■ **EXERCISE BRIEF**:
In the entries that follow, identify the line containing "Keep to these rules. Indicate every instance of the separated" and return it together with all later lines, exactly as they appear.

- - - - -

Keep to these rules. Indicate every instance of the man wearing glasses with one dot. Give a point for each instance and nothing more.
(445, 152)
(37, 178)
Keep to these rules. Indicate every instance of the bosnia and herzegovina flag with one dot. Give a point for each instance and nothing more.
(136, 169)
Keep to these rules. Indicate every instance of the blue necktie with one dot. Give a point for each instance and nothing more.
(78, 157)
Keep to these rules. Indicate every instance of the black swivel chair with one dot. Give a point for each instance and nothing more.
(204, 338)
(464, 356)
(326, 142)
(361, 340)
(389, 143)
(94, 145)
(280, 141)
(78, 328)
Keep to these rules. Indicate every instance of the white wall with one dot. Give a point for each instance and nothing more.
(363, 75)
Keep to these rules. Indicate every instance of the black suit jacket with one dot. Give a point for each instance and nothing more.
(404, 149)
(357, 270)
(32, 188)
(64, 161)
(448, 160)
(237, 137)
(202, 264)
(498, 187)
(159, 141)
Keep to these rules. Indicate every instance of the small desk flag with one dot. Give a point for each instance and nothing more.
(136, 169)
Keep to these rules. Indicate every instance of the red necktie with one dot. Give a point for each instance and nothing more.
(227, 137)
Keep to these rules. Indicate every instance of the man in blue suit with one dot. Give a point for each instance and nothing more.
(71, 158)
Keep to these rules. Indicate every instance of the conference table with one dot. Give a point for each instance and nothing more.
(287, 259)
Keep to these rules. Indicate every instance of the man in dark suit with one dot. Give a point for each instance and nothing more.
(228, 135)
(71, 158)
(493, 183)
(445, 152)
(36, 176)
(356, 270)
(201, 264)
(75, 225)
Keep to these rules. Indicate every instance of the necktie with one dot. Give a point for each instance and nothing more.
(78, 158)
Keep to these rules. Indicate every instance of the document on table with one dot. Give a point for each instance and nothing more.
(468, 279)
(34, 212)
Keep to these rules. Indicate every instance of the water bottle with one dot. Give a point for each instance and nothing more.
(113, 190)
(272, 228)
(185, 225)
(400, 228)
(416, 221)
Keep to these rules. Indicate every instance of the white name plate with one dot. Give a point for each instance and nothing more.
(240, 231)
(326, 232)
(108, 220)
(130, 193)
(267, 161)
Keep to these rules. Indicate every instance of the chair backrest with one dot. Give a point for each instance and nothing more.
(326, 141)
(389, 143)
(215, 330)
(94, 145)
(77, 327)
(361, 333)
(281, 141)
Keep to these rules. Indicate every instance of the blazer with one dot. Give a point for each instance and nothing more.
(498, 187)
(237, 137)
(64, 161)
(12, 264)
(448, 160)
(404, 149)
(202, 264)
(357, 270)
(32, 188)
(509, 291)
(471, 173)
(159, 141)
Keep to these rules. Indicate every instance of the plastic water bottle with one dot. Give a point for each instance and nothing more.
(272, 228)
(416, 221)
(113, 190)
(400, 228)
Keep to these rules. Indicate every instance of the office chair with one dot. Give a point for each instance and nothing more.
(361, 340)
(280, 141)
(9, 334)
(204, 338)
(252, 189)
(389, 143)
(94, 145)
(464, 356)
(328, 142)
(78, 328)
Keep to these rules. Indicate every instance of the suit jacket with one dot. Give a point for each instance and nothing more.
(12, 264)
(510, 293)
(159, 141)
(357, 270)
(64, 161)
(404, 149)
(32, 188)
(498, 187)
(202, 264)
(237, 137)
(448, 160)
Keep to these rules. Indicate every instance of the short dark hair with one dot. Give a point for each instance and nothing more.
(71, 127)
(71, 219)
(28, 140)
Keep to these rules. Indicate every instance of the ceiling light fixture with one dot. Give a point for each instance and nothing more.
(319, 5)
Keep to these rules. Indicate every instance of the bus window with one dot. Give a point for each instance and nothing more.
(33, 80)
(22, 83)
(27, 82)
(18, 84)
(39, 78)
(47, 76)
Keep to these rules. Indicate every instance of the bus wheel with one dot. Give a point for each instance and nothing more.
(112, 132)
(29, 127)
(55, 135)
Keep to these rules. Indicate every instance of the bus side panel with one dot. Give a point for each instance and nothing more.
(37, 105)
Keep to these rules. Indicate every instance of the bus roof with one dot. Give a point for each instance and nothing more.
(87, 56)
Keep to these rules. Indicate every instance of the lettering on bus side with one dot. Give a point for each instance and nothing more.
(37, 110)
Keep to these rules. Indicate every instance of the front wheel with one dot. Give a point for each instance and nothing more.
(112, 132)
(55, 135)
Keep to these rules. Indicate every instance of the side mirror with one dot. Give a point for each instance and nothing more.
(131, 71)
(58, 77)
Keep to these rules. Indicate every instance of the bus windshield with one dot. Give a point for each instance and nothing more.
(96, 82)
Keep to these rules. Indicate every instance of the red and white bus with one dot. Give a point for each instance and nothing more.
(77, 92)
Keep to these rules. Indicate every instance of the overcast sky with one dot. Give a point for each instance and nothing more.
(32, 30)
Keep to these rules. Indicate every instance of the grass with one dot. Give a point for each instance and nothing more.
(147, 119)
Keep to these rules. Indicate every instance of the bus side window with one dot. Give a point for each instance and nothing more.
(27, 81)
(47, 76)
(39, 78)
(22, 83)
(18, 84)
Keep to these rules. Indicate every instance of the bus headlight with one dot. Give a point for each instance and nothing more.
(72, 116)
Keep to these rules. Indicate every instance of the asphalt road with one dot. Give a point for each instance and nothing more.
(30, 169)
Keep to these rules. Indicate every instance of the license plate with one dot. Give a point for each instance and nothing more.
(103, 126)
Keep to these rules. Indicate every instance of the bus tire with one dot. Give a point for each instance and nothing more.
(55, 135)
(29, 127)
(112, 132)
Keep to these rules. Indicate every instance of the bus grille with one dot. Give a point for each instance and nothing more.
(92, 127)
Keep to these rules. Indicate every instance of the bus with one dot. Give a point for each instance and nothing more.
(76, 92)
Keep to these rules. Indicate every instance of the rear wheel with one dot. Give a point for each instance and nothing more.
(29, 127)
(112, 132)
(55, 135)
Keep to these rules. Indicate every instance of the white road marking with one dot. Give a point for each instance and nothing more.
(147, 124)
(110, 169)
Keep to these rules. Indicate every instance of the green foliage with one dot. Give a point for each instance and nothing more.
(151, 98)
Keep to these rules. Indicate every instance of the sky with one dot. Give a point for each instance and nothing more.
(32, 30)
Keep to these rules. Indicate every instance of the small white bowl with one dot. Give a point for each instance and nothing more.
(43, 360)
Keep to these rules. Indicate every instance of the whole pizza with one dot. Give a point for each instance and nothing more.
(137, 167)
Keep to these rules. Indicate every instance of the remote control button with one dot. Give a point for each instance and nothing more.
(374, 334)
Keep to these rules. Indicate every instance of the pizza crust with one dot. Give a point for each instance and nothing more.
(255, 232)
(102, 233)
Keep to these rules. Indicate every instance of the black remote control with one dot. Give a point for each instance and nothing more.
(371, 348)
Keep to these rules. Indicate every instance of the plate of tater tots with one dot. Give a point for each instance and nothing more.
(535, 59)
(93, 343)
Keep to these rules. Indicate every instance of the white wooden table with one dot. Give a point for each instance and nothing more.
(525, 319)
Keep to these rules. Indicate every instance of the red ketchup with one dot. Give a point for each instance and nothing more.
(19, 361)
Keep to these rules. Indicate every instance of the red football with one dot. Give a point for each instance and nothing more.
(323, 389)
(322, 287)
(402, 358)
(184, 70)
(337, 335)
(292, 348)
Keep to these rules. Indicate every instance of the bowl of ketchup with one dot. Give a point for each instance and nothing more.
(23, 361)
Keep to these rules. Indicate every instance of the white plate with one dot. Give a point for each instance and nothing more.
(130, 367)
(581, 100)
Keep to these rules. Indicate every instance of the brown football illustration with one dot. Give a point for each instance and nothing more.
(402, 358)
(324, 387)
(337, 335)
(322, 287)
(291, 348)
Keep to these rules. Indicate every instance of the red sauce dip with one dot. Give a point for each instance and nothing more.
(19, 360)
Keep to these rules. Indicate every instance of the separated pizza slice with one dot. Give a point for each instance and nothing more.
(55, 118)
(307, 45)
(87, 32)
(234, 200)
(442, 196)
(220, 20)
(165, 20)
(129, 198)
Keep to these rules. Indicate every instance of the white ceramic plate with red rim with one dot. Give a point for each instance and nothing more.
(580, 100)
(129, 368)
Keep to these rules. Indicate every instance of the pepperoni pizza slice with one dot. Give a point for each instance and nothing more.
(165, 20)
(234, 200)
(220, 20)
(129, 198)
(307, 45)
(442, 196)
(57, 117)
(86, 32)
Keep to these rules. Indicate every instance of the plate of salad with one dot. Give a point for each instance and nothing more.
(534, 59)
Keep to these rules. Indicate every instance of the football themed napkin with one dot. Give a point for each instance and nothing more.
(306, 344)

- - - - -

■ **TASK RESPONSE**:
Keep to these rules. Indicate every instance of the separated pizza slice with one dot. Give a point for each instance and nothing more.
(55, 118)
(307, 45)
(87, 32)
(234, 200)
(442, 196)
(220, 20)
(165, 20)
(129, 198)
Keep to these rules. Indicate every instance of the white ceramic plate with red rim with one dot. Give a point for each instance and nothing more.
(580, 100)
(129, 368)
Keep to these rules. Indicate every instance of the pepperoni pizza slice with one dot. Give a point for each instance and nothing more.
(165, 20)
(234, 200)
(220, 20)
(129, 198)
(307, 45)
(442, 196)
(57, 117)
(86, 32)
Keep to these rules. Indicate every instance of the plate of salad with one dot. Give a point for each instance and nothing more.
(534, 59)
Keep to these rules. Indicate every instance of the football themed napkin with one dot. Give a point for each instance and nothing more.
(306, 344)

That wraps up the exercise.